This is one of the 100+ free recipes of the IPython Cookbook, Second Edition, by Cyrille Rossant, a guide to numerical computing and data science in the Jupyter Notebook. The ebook and printed book are available for purchase at Packt Publishing.
▶ Text on GitHub with an CC-BY-NC-ND license
▶ Code on GitHub with an MIT license
Chapter 5 : High-Performance Computing
The previous chapter presented techniques for code optimization. Sometimes, these methods are not sufficient, and we need to resort to advanced high-performance computing techniques.
In this chapter, we will see three broad, but not mutually exclusive categories of methods:
- Just-In-Time compilation (JIT) of Python code
- Resorting to a lower-level language, such as C, from Python
- Dispatching tasks across multiple computing units using parallel computing
With just-in-time compilation, Python code is dynamically compiled into a lower-level language. Compilation occurs at runtime rather than ahead of execution. The translated code runs faster since it is compiled rather that interpreted. JIT compilation is a popular technique as it can lead to fast and high-level languages, whereas these two characteristics used to be mutually exclusive in general.
JIT compilation techniques are implemented in packages such as Numba or Numexpr which we will cover in this chapter.
We will also use Julia, a programming language that uses JIT compilation to achieve high performance. This language can be used effectively in the Jupyter Notebook, thanks to the IJulia package.
INFO: PyPy (http://pypy.org), successor of Psyco, is another related project. This alternative implementation of Python (the reference implementation being CPython) integrates a JIT compiler. Thus, it is typically faster than CPython. Since October 2017, PyPy supports NumPy and pandas (but with Legacy Python rather than Python 3). See https://morepypy.blogspot.fr/2017/10/pypy-v59-released-now-supports-pandas.html for more details.
Resorting to a lower-level language such as C is another interesting method. Popular libraries include ctypes and Cython. Using ctypes requires writing C code and having access to a C compiler, or using a compiled C library. By contrast, Cython lets us write code in a superset of Python, which is translated to C with various performance results. In this chapter, we will cover ctypes and Cython, and we will see how to achieve interesting speedups on relatively complex examples.
Finally, we will cover two classes of parallel computing techniques: using multiple CPU cores with IPython and using massively parallel architectures such as Graphics Processing Units (GPUs).

#### [TASK INSTRUCTIONS]
Copy the passage of the high-performance computing introduction that starts with "Resorting to a lower-level language such" and goes on through "relatively complex examples.".

#### [DATA]
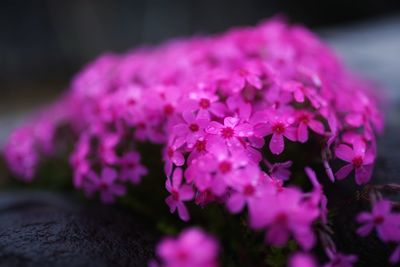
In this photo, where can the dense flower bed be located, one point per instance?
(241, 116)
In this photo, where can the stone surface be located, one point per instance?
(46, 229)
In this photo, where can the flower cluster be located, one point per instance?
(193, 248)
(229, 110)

--

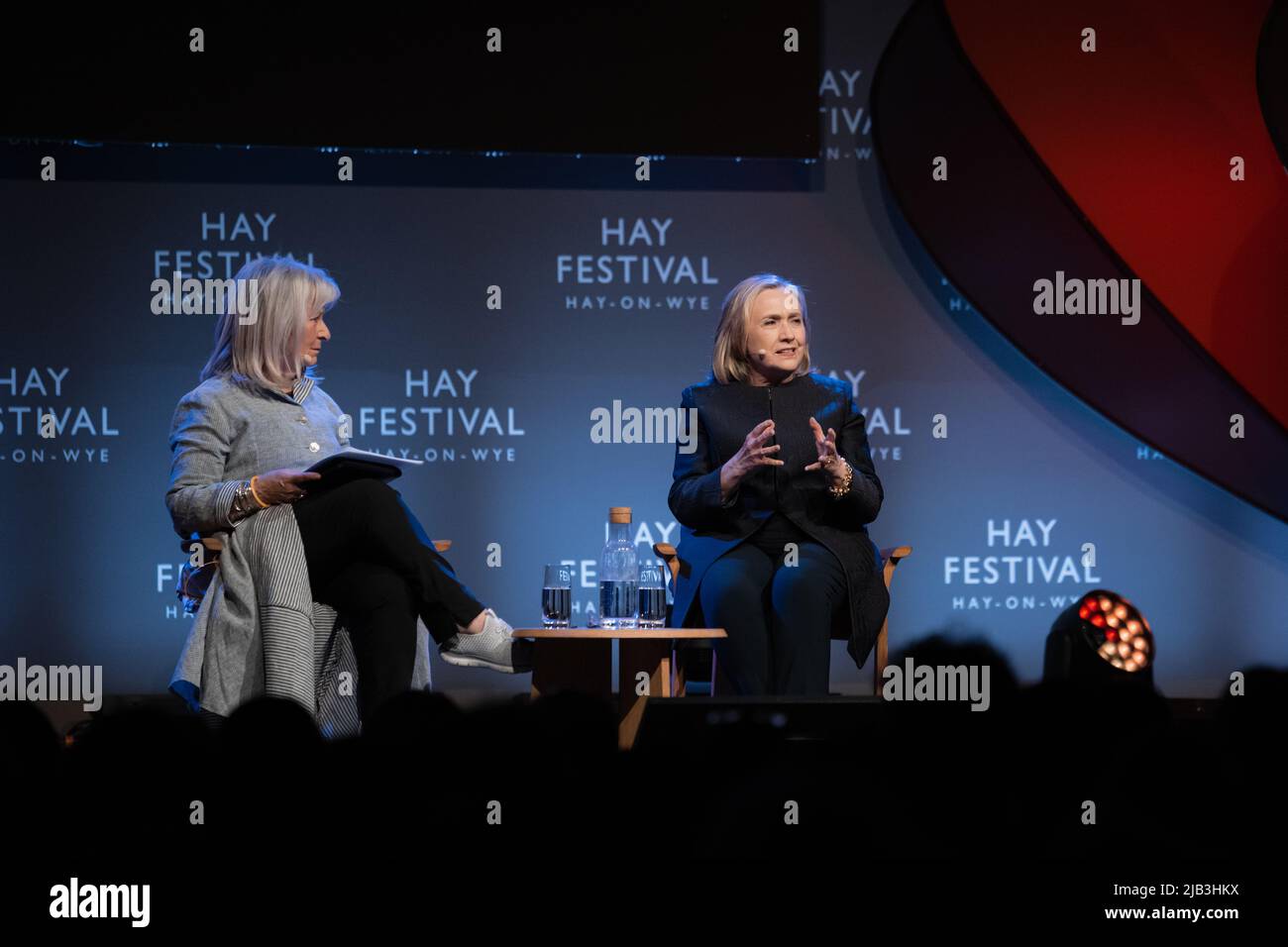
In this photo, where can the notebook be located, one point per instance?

==

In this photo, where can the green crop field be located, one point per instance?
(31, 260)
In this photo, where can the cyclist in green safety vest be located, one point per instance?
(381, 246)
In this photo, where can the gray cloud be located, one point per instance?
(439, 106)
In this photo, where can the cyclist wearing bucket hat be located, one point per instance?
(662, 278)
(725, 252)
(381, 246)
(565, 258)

#### [OUTPUT OF THE EXERCISE]
Resorting to a lower-level language such as C is another interesting method. Popular libraries include ctypes and Cython. Using ctypes requires writing C code and having access to a C compiler, or using a compiled C library. By contrast, Cython lets us write code in a superset of Python, which is translated to C with various performance results. In this chapter, we will cover ctypes and Cython, and we will see how to achieve interesting speedups on relatively complex examples.